● **Given problem**
Copy out every line from the one containing "Task: annotate a point on every instance of the man's" through the end of the items, leaving the requests unchanged. In the answers, multiply each pixel coordinate by 0.65 and round it to a whole number, rounding halves up.

Coordinate labeling data
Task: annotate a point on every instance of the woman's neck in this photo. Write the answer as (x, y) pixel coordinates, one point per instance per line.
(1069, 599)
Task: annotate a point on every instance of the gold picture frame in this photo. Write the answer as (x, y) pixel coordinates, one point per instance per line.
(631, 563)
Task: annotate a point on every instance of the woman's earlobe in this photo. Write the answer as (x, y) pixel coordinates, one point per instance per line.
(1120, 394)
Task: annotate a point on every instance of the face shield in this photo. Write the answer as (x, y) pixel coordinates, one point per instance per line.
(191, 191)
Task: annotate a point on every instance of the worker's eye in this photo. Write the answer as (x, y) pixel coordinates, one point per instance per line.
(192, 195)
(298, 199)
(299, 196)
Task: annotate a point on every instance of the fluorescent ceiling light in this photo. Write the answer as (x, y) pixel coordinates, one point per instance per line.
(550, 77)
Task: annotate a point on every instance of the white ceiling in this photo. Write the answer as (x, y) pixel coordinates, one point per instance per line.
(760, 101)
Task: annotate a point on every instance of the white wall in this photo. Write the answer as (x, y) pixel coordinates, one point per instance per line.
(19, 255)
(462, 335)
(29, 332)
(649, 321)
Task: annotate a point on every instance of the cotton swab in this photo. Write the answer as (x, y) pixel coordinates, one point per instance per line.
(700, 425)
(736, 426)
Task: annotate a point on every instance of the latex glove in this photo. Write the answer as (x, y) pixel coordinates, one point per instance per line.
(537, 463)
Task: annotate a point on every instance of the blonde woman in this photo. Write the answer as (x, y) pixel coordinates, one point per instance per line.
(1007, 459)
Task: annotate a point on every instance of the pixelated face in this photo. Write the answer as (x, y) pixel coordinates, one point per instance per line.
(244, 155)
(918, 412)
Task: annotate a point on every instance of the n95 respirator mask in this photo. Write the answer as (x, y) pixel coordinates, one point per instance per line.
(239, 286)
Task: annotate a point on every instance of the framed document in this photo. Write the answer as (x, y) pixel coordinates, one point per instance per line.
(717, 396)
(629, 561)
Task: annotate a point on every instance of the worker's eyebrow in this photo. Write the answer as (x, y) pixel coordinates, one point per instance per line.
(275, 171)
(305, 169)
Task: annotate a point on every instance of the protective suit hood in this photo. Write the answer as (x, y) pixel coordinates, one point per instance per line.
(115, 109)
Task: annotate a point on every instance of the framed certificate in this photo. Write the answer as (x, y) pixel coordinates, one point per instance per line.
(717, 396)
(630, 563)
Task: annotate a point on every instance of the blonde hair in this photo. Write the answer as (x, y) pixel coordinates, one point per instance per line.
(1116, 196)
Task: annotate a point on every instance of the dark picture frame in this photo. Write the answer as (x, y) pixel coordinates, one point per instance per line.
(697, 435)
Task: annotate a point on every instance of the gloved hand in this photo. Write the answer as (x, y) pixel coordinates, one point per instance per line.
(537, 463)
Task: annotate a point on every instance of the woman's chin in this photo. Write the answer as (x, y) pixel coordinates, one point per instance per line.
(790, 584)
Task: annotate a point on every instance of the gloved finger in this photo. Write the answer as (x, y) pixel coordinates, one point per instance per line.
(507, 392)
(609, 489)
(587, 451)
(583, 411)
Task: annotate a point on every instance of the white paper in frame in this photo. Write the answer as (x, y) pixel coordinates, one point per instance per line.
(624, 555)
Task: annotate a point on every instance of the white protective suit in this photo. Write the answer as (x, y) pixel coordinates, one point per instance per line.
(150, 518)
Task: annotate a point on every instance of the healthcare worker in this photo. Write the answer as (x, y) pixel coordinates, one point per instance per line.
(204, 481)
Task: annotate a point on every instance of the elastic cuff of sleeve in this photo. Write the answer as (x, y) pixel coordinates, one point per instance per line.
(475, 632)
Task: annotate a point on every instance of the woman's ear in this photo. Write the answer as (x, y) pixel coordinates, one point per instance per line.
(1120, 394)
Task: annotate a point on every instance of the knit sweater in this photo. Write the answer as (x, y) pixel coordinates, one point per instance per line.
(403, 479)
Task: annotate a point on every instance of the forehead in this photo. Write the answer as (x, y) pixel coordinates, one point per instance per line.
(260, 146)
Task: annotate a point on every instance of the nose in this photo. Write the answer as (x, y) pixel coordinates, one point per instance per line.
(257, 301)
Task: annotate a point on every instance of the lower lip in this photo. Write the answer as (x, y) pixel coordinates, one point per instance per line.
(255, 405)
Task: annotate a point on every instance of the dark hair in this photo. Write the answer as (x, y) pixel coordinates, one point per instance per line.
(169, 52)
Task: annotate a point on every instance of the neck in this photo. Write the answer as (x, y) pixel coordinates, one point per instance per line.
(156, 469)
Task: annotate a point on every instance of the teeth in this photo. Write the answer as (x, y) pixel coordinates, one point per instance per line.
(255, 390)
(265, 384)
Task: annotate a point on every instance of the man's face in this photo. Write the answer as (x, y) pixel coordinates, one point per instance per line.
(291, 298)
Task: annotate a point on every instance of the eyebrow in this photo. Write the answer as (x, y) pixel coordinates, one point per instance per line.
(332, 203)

● **Expected answer**
Task: annotate a point on every instance of the man's face in this photo. Write the answer as (x, y) pixel coordinates, one point per instance per line.
(189, 194)
Task: annotate a point on every instance of the eyebrow in this photo. Write the answer as (x, y) pixel coordinates, one point per instance per line.
(216, 132)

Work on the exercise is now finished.